## Work to be completed
Every line holding the string "instance" should be copied out of the listing.
====================
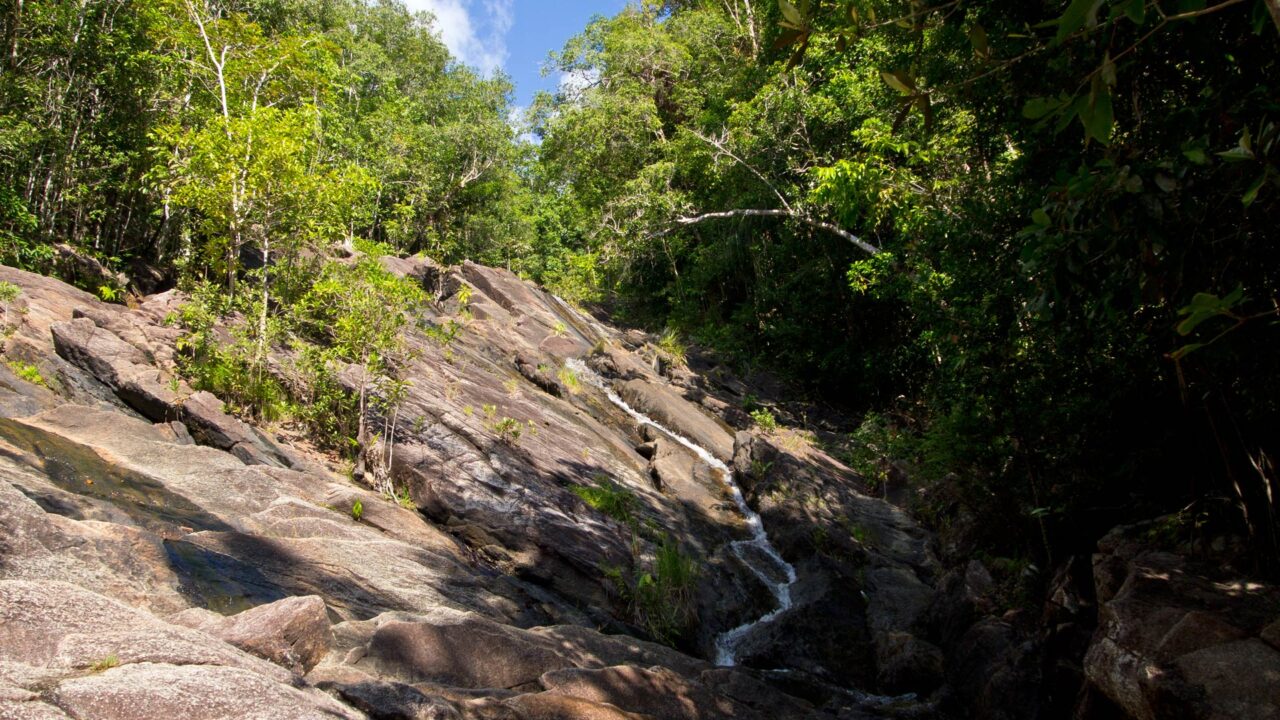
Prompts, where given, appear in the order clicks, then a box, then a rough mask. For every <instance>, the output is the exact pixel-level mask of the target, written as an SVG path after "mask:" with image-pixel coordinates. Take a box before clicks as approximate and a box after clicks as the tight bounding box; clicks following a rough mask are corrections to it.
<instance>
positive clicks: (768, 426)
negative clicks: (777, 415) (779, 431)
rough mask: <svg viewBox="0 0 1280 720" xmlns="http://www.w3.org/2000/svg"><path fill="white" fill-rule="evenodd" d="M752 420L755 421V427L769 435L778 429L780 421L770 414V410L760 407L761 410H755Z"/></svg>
mask: <svg viewBox="0 0 1280 720" xmlns="http://www.w3.org/2000/svg"><path fill="white" fill-rule="evenodd" d="M751 420H754V421H755V425H756V427H758V428H760V429H762V430H764V432H767V433H772V432H773V430H776V429H778V420H777V419H776V418H774V416H773V413H769V410H768V409H765V407H760V409H759V410H753V411H751Z"/></svg>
====================
## Task answer
Prompts, where given, appear in the order clicks, then a box, then a rough mask. For every <instance>, the output is the exact pixel-level mask of the target, written as an SVG path after "mask:" with image-pixel coordinates. Take a box before clicks as approximate and a box after clicks as the tight bounding box; clicks following a rough mask are corrections to it.
<instance>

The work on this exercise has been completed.